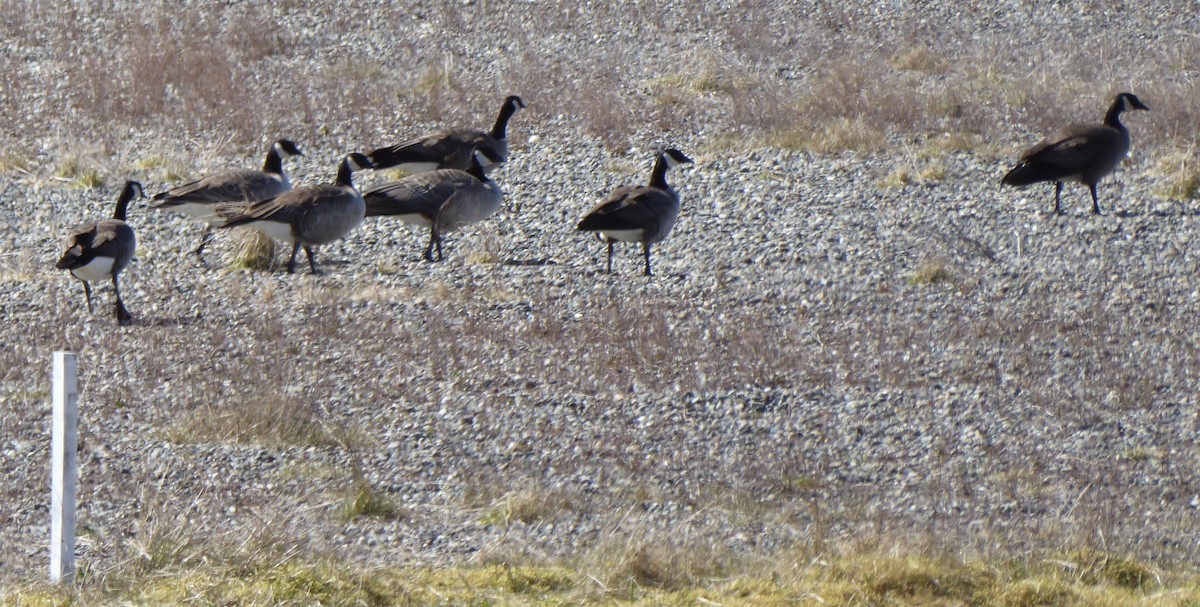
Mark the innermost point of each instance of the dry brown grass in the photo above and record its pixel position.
(795, 88)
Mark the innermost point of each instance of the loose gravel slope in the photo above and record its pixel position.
(821, 356)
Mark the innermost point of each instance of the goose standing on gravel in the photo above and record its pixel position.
(1078, 152)
(451, 148)
(442, 200)
(310, 215)
(100, 250)
(639, 214)
(221, 196)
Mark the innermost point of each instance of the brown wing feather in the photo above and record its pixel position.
(627, 208)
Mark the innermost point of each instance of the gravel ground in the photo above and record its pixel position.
(819, 358)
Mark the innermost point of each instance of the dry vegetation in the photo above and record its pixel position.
(921, 95)
(813, 84)
(173, 569)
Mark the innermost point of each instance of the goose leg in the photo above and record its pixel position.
(292, 263)
(433, 240)
(123, 316)
(204, 241)
(87, 292)
(312, 259)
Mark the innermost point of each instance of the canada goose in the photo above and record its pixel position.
(639, 214)
(1078, 152)
(100, 250)
(310, 215)
(451, 148)
(219, 197)
(443, 200)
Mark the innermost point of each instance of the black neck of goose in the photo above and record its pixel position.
(659, 174)
(345, 173)
(123, 203)
(502, 121)
(274, 162)
(1114, 116)
(475, 169)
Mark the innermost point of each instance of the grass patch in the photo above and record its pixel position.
(263, 418)
(1181, 173)
(930, 172)
(637, 572)
(837, 136)
(365, 502)
(933, 271)
(13, 162)
(78, 174)
(253, 251)
(527, 504)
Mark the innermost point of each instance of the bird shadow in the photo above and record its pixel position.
(531, 262)
(1158, 212)
(156, 323)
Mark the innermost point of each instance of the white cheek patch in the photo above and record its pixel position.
(277, 230)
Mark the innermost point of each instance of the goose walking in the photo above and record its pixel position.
(100, 250)
(221, 196)
(442, 200)
(451, 148)
(310, 215)
(1078, 152)
(639, 214)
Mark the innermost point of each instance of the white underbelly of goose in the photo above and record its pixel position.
(634, 235)
(277, 230)
(99, 269)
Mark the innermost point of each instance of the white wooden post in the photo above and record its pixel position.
(64, 466)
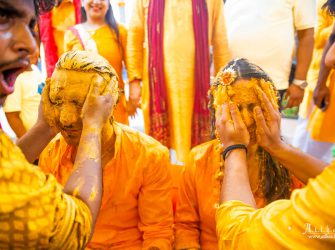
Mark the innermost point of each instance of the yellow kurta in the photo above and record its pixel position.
(179, 56)
(62, 17)
(322, 31)
(199, 193)
(113, 52)
(136, 209)
(34, 212)
(306, 221)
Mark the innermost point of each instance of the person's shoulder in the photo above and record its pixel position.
(203, 150)
(138, 139)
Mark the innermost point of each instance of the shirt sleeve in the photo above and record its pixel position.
(283, 224)
(155, 202)
(304, 14)
(135, 51)
(35, 213)
(71, 41)
(187, 228)
(13, 101)
(123, 41)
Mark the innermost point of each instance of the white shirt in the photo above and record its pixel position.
(263, 31)
(26, 97)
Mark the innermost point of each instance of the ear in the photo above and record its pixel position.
(48, 107)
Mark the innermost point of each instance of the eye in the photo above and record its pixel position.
(57, 102)
(6, 20)
(251, 107)
(76, 102)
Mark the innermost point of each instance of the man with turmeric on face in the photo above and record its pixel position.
(199, 192)
(136, 210)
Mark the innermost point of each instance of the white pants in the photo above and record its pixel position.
(303, 141)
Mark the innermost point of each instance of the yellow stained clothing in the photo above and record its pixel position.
(34, 212)
(26, 98)
(322, 32)
(283, 224)
(179, 61)
(199, 192)
(113, 51)
(136, 209)
(62, 17)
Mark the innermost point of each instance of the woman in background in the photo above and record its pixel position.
(99, 32)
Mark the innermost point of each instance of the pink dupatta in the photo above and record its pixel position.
(159, 125)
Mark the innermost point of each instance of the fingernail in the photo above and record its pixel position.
(232, 106)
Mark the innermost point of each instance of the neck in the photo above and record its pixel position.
(95, 23)
(107, 144)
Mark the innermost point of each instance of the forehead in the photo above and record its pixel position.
(240, 92)
(70, 81)
(243, 92)
(22, 8)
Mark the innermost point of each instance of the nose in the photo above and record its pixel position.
(68, 116)
(247, 116)
(24, 41)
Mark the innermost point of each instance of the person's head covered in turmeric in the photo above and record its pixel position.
(242, 83)
(65, 92)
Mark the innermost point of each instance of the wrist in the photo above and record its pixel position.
(277, 149)
(135, 81)
(302, 84)
(235, 147)
(44, 129)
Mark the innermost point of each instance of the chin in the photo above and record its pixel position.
(70, 139)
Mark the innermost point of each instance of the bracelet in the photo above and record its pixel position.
(232, 147)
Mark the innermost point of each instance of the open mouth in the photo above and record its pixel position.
(8, 76)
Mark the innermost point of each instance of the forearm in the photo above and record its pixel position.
(324, 69)
(304, 53)
(16, 123)
(85, 182)
(302, 165)
(236, 185)
(35, 140)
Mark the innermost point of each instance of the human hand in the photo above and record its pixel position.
(295, 96)
(321, 97)
(267, 120)
(230, 127)
(131, 109)
(97, 107)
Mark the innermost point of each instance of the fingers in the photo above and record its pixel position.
(236, 116)
(268, 107)
(260, 121)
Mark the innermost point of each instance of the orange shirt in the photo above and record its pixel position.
(34, 211)
(136, 209)
(199, 193)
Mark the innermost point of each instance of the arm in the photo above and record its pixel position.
(13, 107)
(232, 130)
(85, 182)
(135, 54)
(300, 164)
(187, 221)
(155, 201)
(304, 58)
(221, 50)
(16, 123)
(283, 224)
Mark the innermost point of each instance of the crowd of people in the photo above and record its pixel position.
(210, 77)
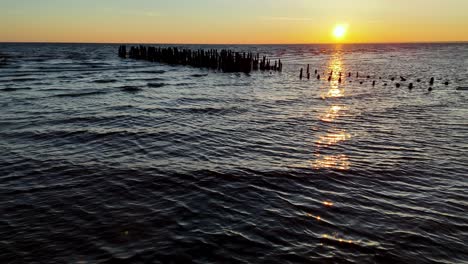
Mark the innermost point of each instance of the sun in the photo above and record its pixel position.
(339, 32)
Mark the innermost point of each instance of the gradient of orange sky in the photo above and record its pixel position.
(229, 21)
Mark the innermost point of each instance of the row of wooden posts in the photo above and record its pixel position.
(224, 60)
(340, 79)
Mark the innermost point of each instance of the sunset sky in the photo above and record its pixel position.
(232, 21)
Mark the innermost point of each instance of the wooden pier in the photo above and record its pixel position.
(223, 60)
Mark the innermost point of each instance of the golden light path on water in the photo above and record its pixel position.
(334, 135)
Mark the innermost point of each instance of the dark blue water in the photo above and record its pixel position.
(106, 160)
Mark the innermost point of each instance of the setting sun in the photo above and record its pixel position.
(339, 31)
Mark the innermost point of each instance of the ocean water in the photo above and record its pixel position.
(105, 160)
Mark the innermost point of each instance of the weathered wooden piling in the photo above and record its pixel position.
(224, 60)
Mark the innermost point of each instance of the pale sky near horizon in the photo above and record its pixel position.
(232, 21)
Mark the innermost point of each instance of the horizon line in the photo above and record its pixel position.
(239, 44)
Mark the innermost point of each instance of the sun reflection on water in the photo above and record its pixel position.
(332, 113)
(340, 162)
(333, 138)
(334, 135)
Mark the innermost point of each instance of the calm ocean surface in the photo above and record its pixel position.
(106, 160)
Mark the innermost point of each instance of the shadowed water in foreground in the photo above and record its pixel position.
(106, 160)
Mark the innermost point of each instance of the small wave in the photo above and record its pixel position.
(14, 89)
(129, 88)
(198, 75)
(79, 94)
(153, 72)
(19, 80)
(156, 85)
(184, 84)
(106, 81)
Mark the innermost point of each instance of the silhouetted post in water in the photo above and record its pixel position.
(225, 60)
(123, 51)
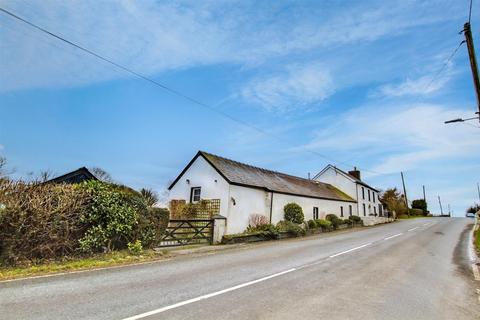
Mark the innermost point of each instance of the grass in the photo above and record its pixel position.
(74, 264)
(406, 217)
(476, 239)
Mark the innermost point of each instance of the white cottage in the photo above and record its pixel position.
(244, 190)
(367, 197)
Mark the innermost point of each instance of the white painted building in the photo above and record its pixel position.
(244, 190)
(367, 198)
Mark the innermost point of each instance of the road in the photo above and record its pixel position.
(414, 269)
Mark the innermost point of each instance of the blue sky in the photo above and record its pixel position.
(350, 80)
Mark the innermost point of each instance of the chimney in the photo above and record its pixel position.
(355, 173)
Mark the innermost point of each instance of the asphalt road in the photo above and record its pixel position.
(416, 269)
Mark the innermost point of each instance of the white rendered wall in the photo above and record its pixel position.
(339, 181)
(202, 174)
(324, 206)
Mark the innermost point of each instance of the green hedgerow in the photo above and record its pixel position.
(293, 213)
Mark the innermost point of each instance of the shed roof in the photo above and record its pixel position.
(242, 174)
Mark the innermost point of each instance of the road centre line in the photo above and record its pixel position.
(206, 296)
(350, 250)
(243, 285)
(394, 236)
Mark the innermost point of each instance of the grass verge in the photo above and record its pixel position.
(76, 264)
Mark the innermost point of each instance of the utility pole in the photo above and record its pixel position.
(404, 190)
(478, 189)
(473, 61)
(440, 202)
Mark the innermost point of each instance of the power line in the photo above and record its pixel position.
(470, 12)
(172, 91)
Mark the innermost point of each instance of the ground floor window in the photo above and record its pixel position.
(195, 194)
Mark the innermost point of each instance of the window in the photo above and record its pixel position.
(195, 194)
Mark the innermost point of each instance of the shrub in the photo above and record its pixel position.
(255, 220)
(110, 217)
(336, 221)
(293, 213)
(291, 228)
(355, 219)
(151, 225)
(312, 224)
(135, 248)
(39, 221)
(324, 224)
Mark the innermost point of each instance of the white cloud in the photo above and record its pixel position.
(423, 85)
(395, 138)
(297, 86)
(153, 37)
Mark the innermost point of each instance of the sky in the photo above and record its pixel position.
(286, 85)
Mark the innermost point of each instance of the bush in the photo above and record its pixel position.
(151, 225)
(255, 220)
(136, 247)
(39, 221)
(415, 212)
(355, 219)
(291, 227)
(324, 224)
(312, 224)
(110, 217)
(336, 221)
(293, 213)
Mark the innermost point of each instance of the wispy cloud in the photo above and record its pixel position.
(153, 37)
(297, 86)
(401, 137)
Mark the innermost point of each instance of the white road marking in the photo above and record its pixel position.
(207, 296)
(350, 250)
(394, 236)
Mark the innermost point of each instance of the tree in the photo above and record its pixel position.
(102, 175)
(150, 196)
(473, 209)
(394, 200)
(293, 213)
(420, 204)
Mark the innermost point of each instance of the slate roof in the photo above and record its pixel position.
(238, 173)
(355, 179)
(76, 176)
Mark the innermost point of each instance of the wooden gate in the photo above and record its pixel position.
(182, 232)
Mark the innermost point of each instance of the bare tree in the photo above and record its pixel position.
(150, 196)
(102, 174)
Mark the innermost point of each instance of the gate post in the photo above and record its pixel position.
(219, 227)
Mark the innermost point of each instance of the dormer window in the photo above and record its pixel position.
(195, 194)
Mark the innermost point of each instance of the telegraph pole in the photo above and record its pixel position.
(440, 202)
(404, 190)
(467, 31)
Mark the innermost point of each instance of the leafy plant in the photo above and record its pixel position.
(135, 247)
(293, 213)
(290, 227)
(334, 219)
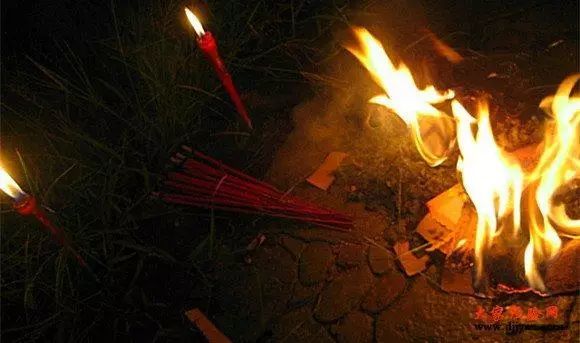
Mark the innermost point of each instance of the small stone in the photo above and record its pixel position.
(355, 327)
(384, 290)
(299, 326)
(315, 261)
(380, 260)
(293, 245)
(350, 256)
(343, 294)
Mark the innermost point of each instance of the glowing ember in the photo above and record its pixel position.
(194, 22)
(402, 95)
(9, 186)
(493, 178)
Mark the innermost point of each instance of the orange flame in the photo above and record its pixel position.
(9, 186)
(402, 95)
(194, 22)
(558, 165)
(493, 178)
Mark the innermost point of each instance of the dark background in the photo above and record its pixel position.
(122, 131)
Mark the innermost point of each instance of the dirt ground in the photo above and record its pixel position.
(310, 284)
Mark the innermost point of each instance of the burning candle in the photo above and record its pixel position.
(27, 205)
(208, 45)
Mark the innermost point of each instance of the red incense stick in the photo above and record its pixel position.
(28, 206)
(201, 181)
(208, 45)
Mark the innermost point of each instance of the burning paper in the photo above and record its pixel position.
(323, 177)
(506, 189)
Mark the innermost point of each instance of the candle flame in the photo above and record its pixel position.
(9, 186)
(194, 22)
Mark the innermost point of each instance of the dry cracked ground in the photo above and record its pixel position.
(309, 284)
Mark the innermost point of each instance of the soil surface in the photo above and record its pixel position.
(307, 284)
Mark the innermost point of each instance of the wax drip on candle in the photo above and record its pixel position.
(208, 45)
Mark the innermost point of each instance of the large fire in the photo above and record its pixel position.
(496, 183)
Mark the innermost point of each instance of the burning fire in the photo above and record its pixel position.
(194, 22)
(494, 179)
(9, 186)
(402, 95)
(558, 165)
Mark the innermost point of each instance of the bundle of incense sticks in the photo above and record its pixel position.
(201, 181)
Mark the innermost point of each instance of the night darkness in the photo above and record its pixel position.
(98, 96)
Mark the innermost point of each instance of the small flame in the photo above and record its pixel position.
(195, 22)
(402, 95)
(443, 49)
(9, 186)
(493, 180)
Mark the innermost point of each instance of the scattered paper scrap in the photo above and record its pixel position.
(323, 177)
(436, 234)
(446, 207)
(209, 330)
(411, 264)
(456, 281)
(443, 49)
(451, 222)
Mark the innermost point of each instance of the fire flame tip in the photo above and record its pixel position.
(195, 23)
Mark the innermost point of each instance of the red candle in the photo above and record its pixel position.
(208, 45)
(27, 205)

• • •

▸ **Problem to work on**: Print exactly the lines above, starting at the line that contains "Mark the innermost point of each instance of the night" and ending with the last line of the records, both included.

▸ **Result for this task**:
Mark the innermost point of each instance of the night darkness in the photo above and record its pixel position.
(98, 96)
Mark the innermost point of each instance of the small flame in the photo above and record its pixel position.
(195, 22)
(402, 95)
(443, 49)
(9, 186)
(493, 180)
Mark the innermost point of each instance of the scattered paper scrap in the photo above and record its pixel position.
(323, 177)
(436, 234)
(446, 207)
(209, 330)
(411, 264)
(456, 281)
(443, 49)
(451, 222)
Mark the innermost point of each instance of the fire flame tip in the photo above and record its pixel position.
(195, 23)
Mark the innermost point of each instance of the red candle in the photo above and record its pixel position.
(208, 45)
(27, 205)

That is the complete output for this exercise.